Requirements: Filter the records below and copy out every line that contains the word "standing".

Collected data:
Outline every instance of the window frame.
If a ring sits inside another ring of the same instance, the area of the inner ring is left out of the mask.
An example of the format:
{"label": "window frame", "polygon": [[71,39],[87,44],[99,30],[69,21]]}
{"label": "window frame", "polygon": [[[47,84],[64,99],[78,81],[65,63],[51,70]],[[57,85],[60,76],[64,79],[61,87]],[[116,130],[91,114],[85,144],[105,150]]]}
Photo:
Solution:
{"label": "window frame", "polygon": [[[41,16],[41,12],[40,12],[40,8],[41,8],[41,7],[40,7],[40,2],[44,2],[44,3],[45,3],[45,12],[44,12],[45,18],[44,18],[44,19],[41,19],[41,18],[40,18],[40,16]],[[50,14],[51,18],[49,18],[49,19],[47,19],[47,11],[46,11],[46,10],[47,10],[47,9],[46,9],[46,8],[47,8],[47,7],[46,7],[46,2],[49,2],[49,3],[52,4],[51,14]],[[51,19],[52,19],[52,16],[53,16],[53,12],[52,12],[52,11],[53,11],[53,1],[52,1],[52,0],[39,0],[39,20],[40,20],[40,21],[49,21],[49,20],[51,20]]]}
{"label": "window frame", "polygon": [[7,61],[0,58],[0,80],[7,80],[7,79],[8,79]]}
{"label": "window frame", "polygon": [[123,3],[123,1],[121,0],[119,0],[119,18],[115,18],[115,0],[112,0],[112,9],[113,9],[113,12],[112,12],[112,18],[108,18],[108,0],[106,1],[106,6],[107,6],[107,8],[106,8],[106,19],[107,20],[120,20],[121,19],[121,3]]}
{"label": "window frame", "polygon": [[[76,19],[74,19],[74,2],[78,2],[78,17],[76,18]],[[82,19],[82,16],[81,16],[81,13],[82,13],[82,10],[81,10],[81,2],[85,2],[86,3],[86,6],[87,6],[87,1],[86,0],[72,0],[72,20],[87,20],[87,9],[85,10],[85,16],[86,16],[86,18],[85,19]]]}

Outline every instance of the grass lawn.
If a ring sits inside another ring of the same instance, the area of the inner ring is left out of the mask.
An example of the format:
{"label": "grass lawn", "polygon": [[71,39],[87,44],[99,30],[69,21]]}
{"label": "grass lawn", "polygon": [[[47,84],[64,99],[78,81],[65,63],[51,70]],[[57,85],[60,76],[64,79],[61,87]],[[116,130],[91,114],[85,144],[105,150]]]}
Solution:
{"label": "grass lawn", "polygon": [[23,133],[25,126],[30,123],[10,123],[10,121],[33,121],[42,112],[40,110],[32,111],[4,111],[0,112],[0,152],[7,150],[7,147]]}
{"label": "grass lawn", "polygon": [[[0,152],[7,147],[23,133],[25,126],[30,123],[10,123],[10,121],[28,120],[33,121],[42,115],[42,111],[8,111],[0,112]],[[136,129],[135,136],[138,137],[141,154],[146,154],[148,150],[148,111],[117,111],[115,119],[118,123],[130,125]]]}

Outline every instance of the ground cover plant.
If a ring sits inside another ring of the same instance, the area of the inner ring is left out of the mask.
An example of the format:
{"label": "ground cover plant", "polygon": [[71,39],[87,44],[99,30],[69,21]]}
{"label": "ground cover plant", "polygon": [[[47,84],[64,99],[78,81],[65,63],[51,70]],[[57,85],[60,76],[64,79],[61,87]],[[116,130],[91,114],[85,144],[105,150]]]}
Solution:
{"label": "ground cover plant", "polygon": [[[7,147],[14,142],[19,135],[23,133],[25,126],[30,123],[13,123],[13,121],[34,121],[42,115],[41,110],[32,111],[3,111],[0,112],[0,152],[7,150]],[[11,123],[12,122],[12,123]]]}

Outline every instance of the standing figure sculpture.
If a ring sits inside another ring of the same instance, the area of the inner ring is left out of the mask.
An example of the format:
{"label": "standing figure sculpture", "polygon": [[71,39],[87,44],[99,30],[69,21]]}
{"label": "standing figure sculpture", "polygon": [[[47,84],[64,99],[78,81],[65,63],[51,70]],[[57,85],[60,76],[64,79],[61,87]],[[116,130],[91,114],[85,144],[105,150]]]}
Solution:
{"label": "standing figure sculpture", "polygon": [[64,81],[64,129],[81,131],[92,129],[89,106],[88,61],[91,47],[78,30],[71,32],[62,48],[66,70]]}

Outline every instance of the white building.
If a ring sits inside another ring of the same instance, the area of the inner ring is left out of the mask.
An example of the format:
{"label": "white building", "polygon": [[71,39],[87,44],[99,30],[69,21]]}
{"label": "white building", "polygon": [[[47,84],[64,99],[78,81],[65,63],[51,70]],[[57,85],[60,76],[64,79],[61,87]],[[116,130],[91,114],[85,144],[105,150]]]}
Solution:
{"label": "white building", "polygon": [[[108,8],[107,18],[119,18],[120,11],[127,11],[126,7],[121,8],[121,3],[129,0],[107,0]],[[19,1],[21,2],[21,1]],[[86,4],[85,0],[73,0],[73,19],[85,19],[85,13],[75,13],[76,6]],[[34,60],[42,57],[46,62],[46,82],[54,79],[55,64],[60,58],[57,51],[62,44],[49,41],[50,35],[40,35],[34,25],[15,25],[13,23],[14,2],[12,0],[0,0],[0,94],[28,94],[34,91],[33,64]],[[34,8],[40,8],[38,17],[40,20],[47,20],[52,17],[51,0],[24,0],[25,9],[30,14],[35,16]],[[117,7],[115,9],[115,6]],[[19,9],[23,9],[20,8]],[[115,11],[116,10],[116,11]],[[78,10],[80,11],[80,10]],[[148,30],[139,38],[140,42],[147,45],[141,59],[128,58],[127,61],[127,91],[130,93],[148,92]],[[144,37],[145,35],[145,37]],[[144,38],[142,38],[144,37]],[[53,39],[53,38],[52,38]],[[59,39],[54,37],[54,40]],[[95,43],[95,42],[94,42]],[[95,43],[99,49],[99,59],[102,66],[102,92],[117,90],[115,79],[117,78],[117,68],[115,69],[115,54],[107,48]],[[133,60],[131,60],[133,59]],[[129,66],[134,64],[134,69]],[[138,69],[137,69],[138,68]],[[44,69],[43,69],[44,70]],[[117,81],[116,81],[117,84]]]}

Response to this task:
Outline every instance of the standing figure sculpture.
{"label": "standing figure sculpture", "polygon": [[71,39],[87,44],[99,30],[69,21]]}
{"label": "standing figure sculpture", "polygon": [[[47,84],[64,99],[78,81],[65,63],[51,70]],[[57,85],[60,76],[64,79],[61,87]],[[116,130],[91,114],[85,144],[105,150]]]}
{"label": "standing figure sculpture", "polygon": [[64,81],[64,129],[81,131],[92,129],[89,106],[88,61],[91,47],[78,30],[71,32],[62,48],[66,70]]}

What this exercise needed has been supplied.